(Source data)
▬▬▬▬▬▬▬▬▬▬
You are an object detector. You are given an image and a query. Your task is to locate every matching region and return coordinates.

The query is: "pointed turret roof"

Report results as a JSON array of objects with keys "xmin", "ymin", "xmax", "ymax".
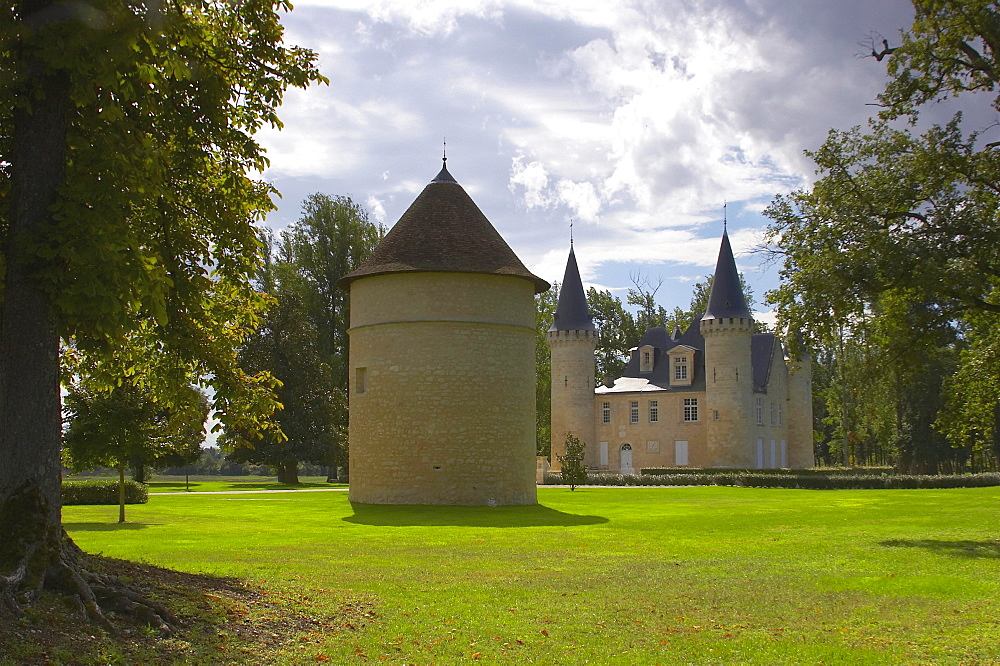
[
  {"xmin": 339, "ymin": 158, "xmax": 549, "ymax": 293},
  {"xmin": 702, "ymin": 229, "xmax": 753, "ymax": 319},
  {"xmin": 549, "ymin": 243, "xmax": 597, "ymax": 331}
]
▬▬▬▬▬▬▬▬▬▬
Challenge :: Please write out every line of the data above, including the text before each answer, with each bounding-box coordinate in the answers multiplied by 1.25 and rounded to a whole number, halves rounded up. Leave out the pictures.

Exercise answer ::
You are an object detector. You are given an image and a query. Your task is to locate every matching region and return coordinates.

The query is: "pointed turret roof"

Report results as a JSON array of objects with keys "xmin", "ymin", "xmax", "ymax".
[
  {"xmin": 424, "ymin": 198, "xmax": 686, "ymax": 366},
  {"xmin": 878, "ymin": 286, "xmax": 941, "ymax": 399},
  {"xmin": 686, "ymin": 304, "xmax": 746, "ymax": 414}
]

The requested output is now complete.